• [PASSAGE FOURNI]
Publié dans la collection de l’Institut de Recherches Carré de Malberg de l’université Robert Schuman de Strasbourg, ce recueil réunit des textes que René Capitant a consacrés sur le vif à l’analyse du national-socialisme. Ecrits entre 1933 et 1938, ces textes avaient alors été publiés dans des revues au tirage assez confidentiel, et donc peu connues du grand public. Ils constituent aujourd’hui un témoignage précieux sur la mise en place et l’affirmation de la dictature nazie. Ils ont été rassemblés ici sous la direction d’Olivier Beaud, Professeur de droit public à Paris II, détaché au Centre Marc Bloch de Berlin et ont fait l’objet d’une édition critique très documentée, grâce au travail de jeunes chercheurs qui ont eu accès aux archives privées de René Capitant. L’ouvrage comporte en outre une postface de Philippe Burrin qui en montre toute la valeur pour l’historien du nazisme, une chronologie et un glossaire des notions et des noms propres.

• [ENTRÉES]

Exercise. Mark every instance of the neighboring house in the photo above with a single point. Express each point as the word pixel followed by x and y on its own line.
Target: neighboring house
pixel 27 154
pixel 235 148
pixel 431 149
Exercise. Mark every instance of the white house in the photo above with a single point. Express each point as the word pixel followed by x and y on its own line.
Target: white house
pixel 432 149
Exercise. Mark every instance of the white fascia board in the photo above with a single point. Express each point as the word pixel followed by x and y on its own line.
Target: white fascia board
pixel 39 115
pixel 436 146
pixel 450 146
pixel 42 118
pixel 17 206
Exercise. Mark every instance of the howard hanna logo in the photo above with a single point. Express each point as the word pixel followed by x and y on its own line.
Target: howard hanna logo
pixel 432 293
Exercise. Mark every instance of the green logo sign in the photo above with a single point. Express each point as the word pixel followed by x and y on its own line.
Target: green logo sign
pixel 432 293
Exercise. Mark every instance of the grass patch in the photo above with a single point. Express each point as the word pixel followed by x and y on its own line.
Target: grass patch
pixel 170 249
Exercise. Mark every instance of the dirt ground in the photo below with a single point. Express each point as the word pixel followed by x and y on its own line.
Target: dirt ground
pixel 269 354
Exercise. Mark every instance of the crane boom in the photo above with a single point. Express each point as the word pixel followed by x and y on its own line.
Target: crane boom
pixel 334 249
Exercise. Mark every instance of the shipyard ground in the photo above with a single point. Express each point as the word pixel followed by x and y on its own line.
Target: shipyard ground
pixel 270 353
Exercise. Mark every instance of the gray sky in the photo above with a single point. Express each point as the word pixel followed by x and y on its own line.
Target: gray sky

• [OBJET DE LA TÂCHE]
Reformulez sous forme de liste le paragraphe du passage fourni qui commence par « Publié dans la collection », en gardant ses faits principaux.

• [RÉPONSE COMPLÈTE]
- Recueil publié dans la collection de l'Institut de Recherches Carré de Malberg de l'université Robert Schuman de Strasbourg.
- Il réunit des textes de René Capitant analysant sur le vif le national-socialisme, écrits entre 1933 et 1938.
- Parus à l'époque dans des revues à tirage assez confidentiel, ces textes étaient peu connus du grand public.
- Ils constituent aujourd'hui un témoignage précieux sur la mise en place et l'affirmation de la dictature nazie.
- Ils ont été rassemblés sous la direction d'Olivier Beaud, professeur de droit public à Paris II détaché au Centre Marc Bloch de Berlin.
- Ils ont fait l'objet d'une édition critique très documentée, grâce à de jeunes chercheurs ayant eu accès aux archives privées de René Capitant.
- L'ouvrage comporte aussi une postface de Philippe Burrin, qui en montre la valeur pour l'historien du nazisme, une chronologie et un glossaire des notions et des noms propres.